Goal of the exercise » In the records that follow, locate every line with "white" and extract it.

|---|

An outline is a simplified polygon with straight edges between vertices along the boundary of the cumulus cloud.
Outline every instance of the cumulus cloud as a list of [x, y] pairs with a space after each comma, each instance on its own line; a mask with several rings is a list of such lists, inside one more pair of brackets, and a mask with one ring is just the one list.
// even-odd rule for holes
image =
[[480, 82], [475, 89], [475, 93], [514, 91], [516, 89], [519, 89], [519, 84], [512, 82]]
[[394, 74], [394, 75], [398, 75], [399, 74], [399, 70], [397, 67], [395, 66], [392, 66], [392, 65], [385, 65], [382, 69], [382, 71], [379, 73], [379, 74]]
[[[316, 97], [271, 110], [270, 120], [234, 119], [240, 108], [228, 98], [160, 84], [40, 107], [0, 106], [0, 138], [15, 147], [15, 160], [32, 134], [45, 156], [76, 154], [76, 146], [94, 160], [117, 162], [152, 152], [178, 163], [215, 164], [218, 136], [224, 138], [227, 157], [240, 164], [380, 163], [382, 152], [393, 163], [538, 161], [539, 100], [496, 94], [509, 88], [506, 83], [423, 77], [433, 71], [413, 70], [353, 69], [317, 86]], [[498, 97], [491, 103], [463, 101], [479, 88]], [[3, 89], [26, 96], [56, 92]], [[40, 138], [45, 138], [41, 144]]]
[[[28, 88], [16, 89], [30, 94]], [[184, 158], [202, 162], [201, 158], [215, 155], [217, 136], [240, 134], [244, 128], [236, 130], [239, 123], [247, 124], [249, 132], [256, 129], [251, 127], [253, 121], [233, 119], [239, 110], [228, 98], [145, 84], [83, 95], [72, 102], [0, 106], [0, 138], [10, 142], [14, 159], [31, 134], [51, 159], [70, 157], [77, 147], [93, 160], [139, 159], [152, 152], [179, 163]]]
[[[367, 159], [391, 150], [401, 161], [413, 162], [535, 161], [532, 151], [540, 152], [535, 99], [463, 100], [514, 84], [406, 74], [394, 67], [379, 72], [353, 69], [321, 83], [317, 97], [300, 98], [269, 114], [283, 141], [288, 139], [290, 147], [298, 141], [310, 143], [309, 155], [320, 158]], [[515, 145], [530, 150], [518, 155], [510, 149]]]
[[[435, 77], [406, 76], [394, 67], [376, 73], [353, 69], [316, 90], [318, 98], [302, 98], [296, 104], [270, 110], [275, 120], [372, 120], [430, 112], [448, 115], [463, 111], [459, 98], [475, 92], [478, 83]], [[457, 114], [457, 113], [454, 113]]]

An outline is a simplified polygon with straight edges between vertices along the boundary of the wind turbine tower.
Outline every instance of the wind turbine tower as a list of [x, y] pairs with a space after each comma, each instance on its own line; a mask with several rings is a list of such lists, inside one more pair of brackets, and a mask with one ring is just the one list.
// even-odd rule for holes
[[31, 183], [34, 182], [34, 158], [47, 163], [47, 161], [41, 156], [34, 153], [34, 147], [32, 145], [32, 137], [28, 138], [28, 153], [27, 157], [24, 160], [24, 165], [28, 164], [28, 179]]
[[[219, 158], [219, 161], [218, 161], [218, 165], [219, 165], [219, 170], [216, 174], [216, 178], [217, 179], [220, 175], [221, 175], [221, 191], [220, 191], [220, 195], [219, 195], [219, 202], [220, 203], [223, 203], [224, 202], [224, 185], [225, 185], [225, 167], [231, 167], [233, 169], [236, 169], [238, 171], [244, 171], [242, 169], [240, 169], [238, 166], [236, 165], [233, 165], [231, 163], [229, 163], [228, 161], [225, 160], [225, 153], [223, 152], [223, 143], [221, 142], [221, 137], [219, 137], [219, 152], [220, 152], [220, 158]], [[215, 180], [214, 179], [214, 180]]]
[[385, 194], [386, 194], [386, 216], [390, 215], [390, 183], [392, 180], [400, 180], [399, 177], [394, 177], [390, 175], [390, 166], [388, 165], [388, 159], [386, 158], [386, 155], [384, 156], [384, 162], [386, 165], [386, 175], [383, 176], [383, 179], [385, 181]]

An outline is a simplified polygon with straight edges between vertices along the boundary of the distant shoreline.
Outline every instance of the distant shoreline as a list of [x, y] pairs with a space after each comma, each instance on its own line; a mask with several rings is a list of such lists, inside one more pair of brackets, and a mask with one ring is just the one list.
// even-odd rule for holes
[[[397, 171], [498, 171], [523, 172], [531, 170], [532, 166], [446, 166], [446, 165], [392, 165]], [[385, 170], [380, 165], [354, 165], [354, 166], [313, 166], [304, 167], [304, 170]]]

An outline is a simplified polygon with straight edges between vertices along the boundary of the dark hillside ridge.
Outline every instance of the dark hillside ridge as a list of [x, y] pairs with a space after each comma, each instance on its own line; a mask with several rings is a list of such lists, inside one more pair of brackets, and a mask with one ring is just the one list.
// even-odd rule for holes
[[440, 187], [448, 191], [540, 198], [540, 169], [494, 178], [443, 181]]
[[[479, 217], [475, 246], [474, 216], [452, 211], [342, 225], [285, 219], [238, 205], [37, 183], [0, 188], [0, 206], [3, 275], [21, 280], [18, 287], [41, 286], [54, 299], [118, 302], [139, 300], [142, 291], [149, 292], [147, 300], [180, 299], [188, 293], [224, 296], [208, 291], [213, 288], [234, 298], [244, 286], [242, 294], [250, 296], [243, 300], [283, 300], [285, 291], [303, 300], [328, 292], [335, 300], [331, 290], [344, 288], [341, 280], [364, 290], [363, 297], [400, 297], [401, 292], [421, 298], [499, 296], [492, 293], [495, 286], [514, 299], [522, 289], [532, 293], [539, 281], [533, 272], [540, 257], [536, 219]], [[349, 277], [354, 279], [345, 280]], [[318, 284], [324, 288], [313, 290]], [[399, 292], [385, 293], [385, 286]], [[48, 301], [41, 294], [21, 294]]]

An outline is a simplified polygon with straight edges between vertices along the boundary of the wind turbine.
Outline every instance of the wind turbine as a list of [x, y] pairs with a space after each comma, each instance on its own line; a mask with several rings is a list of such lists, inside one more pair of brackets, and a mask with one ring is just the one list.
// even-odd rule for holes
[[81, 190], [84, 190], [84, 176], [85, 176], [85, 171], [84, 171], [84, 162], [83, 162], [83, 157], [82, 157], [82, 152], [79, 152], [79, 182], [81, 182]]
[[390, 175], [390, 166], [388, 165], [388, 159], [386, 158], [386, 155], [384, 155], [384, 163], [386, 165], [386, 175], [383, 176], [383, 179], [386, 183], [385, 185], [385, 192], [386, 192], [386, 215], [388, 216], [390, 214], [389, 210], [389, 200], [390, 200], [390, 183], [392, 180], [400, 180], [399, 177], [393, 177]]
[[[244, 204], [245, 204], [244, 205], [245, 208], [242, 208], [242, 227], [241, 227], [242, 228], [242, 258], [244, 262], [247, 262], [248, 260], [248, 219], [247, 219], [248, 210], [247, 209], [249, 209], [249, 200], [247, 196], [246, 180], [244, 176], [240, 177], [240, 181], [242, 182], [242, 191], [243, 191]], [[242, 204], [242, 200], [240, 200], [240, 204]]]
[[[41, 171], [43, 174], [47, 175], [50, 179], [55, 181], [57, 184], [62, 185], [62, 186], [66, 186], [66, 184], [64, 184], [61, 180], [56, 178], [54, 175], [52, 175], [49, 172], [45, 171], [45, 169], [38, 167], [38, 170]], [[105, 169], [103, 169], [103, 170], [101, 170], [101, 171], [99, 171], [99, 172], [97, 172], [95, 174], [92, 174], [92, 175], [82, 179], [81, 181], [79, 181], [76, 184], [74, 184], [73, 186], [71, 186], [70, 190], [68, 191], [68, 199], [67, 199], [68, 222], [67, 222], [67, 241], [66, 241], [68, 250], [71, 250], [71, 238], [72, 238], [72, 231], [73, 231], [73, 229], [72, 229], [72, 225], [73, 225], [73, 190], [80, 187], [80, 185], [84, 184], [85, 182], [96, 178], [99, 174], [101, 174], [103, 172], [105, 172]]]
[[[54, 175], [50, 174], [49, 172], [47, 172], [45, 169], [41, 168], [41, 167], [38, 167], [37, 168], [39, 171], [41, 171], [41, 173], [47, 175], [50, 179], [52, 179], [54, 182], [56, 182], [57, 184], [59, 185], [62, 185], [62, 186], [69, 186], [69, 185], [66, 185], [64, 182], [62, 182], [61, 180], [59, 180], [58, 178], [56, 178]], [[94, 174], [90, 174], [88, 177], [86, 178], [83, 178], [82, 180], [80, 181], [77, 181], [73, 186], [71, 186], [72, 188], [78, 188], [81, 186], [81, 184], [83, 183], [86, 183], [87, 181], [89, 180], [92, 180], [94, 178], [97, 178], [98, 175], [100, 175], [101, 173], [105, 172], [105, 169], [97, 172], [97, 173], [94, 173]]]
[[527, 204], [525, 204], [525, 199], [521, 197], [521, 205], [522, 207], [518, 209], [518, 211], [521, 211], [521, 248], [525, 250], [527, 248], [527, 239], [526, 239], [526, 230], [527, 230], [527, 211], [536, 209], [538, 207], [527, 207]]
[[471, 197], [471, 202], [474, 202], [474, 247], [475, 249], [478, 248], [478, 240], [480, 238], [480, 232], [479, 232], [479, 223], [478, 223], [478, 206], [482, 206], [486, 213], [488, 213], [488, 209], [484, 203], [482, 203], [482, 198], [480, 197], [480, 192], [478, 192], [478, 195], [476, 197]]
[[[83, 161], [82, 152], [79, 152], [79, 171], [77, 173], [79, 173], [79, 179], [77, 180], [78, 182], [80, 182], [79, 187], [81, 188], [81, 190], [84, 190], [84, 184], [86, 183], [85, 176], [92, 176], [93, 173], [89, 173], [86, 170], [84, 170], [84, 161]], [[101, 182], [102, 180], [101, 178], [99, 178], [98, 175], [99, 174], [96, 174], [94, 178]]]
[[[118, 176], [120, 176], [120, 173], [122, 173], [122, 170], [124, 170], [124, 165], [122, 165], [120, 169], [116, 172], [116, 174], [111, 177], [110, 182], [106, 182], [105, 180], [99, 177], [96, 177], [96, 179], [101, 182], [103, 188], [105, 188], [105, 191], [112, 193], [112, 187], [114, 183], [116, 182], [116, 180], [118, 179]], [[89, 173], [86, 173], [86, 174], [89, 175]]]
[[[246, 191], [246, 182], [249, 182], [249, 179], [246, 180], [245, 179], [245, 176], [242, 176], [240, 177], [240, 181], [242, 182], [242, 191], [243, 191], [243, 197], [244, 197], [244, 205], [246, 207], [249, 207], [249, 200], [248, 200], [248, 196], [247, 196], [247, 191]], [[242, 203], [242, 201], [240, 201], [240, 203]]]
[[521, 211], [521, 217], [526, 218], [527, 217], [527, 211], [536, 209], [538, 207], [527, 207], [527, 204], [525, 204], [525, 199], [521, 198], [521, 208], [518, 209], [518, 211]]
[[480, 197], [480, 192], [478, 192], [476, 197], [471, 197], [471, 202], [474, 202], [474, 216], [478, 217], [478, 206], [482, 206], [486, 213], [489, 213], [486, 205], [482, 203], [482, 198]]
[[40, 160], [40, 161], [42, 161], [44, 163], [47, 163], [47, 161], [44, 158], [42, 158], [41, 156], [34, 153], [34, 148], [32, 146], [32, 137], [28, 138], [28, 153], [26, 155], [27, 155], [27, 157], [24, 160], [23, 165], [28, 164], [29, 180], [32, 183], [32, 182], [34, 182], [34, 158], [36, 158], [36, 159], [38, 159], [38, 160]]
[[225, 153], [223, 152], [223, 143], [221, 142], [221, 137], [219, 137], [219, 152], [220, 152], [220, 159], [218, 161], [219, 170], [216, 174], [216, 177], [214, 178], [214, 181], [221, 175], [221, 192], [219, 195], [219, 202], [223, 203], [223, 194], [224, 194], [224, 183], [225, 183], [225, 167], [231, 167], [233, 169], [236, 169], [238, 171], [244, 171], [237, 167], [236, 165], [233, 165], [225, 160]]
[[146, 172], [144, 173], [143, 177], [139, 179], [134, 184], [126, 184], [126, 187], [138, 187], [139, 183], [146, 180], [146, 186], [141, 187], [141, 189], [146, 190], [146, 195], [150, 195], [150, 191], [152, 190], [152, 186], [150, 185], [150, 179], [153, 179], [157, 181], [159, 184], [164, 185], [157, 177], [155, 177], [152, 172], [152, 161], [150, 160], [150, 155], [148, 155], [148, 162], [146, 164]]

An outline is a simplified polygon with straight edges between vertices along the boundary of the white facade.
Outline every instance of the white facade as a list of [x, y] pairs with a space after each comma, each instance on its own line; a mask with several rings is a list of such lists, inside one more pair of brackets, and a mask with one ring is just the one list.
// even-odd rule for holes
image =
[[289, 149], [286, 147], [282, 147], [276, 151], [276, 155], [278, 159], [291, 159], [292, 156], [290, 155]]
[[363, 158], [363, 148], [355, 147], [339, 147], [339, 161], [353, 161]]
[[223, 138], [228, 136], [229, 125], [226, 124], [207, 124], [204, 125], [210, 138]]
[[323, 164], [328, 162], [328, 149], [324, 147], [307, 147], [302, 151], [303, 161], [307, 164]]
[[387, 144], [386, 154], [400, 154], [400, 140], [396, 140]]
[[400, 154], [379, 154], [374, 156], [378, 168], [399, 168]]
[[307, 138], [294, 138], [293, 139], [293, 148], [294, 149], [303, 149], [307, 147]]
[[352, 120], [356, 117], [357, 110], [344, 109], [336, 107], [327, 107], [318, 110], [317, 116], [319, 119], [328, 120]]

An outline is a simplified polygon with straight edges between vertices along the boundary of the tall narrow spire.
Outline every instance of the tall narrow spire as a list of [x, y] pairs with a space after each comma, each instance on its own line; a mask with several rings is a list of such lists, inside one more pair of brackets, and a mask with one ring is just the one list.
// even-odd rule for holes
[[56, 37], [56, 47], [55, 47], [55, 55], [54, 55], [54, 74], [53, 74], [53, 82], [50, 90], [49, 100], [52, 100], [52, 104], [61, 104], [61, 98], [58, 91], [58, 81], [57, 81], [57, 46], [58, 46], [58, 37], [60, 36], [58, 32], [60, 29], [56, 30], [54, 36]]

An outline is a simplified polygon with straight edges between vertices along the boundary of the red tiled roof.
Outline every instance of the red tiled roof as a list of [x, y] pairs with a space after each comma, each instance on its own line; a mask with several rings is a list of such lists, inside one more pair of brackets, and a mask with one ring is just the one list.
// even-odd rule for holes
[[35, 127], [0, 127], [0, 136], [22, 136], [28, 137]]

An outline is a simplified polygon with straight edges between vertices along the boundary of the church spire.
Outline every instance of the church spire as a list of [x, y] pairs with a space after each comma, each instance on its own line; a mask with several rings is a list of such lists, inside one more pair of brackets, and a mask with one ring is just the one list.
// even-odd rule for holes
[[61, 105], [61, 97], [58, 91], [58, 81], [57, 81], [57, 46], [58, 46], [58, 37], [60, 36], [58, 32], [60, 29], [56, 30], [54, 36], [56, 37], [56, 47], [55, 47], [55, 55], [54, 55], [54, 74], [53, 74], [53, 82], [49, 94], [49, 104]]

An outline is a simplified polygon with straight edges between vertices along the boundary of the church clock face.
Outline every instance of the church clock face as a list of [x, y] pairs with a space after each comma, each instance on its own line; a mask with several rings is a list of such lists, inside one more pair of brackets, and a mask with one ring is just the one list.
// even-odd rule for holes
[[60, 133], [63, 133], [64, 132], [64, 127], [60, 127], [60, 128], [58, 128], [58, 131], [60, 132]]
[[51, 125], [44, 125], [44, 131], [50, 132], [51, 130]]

|---|

Output »
An outline is a simplified polygon with straight edges between vertices along the boundary of the white facade.
Outline every instance of the white facade as a list of [x, y] pairs with a space after each comma, each instance on its own line; a mask with several rings is a list of such lists, inside one more pair of brackets, and a mask with one ring is just the one list.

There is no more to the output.